* [What you need to do] Pull out each line below that contains the word "boom" and copy it in full.
● ● ● ● ● ● ●
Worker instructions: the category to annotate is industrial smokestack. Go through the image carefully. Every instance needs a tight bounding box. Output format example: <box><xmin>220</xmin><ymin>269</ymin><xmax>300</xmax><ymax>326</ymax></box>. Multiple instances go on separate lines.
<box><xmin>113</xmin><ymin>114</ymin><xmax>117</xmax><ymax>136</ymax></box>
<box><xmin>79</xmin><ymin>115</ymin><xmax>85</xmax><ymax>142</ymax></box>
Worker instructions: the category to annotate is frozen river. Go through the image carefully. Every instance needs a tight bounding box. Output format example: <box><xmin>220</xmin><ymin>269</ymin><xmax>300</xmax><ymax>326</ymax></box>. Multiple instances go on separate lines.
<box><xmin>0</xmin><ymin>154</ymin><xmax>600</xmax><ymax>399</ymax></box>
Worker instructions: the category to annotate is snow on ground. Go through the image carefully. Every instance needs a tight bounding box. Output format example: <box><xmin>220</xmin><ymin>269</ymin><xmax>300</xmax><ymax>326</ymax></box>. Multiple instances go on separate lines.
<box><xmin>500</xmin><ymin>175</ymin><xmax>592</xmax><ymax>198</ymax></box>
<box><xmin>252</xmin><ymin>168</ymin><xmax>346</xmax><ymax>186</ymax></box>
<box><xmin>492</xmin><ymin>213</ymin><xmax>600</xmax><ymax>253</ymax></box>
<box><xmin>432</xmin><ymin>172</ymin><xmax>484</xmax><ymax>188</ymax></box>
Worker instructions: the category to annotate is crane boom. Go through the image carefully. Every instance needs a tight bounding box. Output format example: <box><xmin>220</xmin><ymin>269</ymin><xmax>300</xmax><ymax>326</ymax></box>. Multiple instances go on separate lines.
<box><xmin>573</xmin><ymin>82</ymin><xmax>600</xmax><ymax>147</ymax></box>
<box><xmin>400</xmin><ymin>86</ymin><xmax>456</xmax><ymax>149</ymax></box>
● ● ● ● ● ● ●
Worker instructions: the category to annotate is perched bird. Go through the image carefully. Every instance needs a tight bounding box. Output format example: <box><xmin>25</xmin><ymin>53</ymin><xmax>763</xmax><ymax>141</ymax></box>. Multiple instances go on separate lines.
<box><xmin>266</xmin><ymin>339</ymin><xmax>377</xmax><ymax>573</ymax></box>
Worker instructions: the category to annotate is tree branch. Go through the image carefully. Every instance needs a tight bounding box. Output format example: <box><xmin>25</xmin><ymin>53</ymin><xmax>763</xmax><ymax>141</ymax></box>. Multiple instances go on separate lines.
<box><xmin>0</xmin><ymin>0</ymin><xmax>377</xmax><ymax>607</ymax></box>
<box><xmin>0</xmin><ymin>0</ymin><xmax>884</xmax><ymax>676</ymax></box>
● ● ● ● ● ● ●
* [Answer]
Worker instructions: the category to annotate is crane boom. Go through the image carefully. Every instance needs a tight bounding box. Output format example: <box><xmin>220</xmin><ymin>269</ymin><xmax>300</xmax><ymax>326</ymax></box>. Multiple instances go on separate lines.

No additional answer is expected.